§ TO-DO LIST:
1. Reproduce the unknown-machine thread verbatim, beginning at the words "Im new on this" and stopping after "(Feb 12, 2013)".
2. Extend the forum thread about the unknown engraving machine past its final reply.

§ PAGE TEXT:
# Unknown machine



## Bishop88 (May 23, 2014)

Hello,

Im new on this forum as u may see. And I have one problem… Few days ago while cleaning one of offices we found some kind og engraving machine. But we couldnt find any of papers about her ( dont ask why we dont have it coz dont know ether  ). Ill link some images taken and hopefully someone will recognize her and give me something

Cheers


----------



## Picklehead (Feb 12, 2013)

Welcome to *LUMBERjocks*. Awesome first post. (Might want to wash that coffee mug).


----------



## Loren (May 30, 2008)

Looks like a small 4 axis CNC milling machine.


----------



## dawsonbob (Aug 5, 2013)

Maybe it's simply for engraving name tags? It looks like a fairly hefty chuck off to the side there. Is that somehow attached to the mystery machine?


----------



## mojapitt (Dec 31, 2011)

It looks like a great project for Friday afternoon at the office. This could take hours to analyze. 

Welcome to Lumberjocks


----------



## Surfside (Jun 13, 2012)

Have you not seen a serial number in the bottom or box at the back? Where is that blue cable connected?


----------



## dawsonbob (Aug 5, 2013)

Just looking at the pics, the blue "cable" appears to be an air line. Don't know what the purpose of it is: what is it connected to is a good question.


----------



## freddy1962 (Feb 27, 2014)

Bacon slicer?


----------



## mramseyISU (Mar 3, 2014)

It's a desktop CNC lathe.

§ DATASET RECORDS:
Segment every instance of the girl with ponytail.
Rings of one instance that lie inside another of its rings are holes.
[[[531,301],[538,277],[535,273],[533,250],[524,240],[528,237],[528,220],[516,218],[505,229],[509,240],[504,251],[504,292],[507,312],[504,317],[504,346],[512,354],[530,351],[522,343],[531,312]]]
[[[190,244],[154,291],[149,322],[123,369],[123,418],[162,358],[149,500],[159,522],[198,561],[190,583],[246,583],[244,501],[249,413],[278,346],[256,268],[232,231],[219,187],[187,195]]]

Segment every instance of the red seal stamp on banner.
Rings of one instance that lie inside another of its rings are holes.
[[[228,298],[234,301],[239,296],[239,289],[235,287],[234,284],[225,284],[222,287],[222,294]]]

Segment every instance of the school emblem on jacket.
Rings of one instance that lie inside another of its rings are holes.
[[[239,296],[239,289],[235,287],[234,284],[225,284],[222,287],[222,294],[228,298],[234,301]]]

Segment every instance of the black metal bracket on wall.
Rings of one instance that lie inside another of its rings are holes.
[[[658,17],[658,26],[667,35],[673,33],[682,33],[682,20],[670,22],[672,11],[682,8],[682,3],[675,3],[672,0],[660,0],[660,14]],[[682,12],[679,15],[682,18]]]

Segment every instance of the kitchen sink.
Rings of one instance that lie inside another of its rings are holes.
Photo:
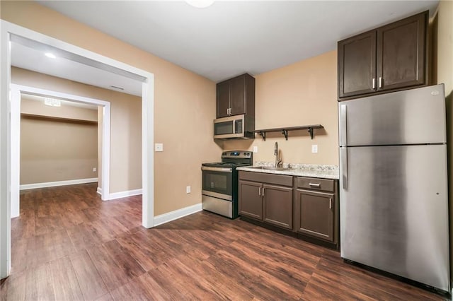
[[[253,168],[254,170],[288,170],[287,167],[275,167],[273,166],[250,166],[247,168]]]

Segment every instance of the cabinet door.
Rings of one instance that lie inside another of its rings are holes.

§ SOLVED PROBLEMS:
1.
Im new on this forum as u may see. And I have one problem… Few days ago while cleaning one of offices we found some kind og engraving machine. But we couldnt find any of papers about her ( dont ask why we dont have it coz dont know ether  ). Ill link some images taken and hopefully someone will recognize her and give me something

Cheers


----------



## Picklehead (Feb 12, 2013)

2.
----------



## dawsonbob (Aug 5, 2013)

It's a production pencil sharpener. Anyone can see that.


----------



## waho6o9 (May 6, 2011)

Something to do with Vikings as I recall.

Welcome to LJ's Bishop88!


----------



## Bishop88 (May 23, 2014)

@picklehead this is my colleague's desk  i just noticed toilet paper 
@everybody We are using it to engrave names into plates, and we have thorx6 program for it, so waho6o9 wasnt to far off the target  Just want to find whats her name so i could learn more about her… No serials, only bar code and lots n lots of chinese simbols


----------



## Mahdeew (Jul 24, 2013)

Here is a far fetched idea. write all those chines symbols in google translator and see what it says; better yet take a picture of it and go to Alibaba and ask one of those Chines seller to translate it for you. Welcome to LJ


----------



## Mahdeew (Jul 24, 2013)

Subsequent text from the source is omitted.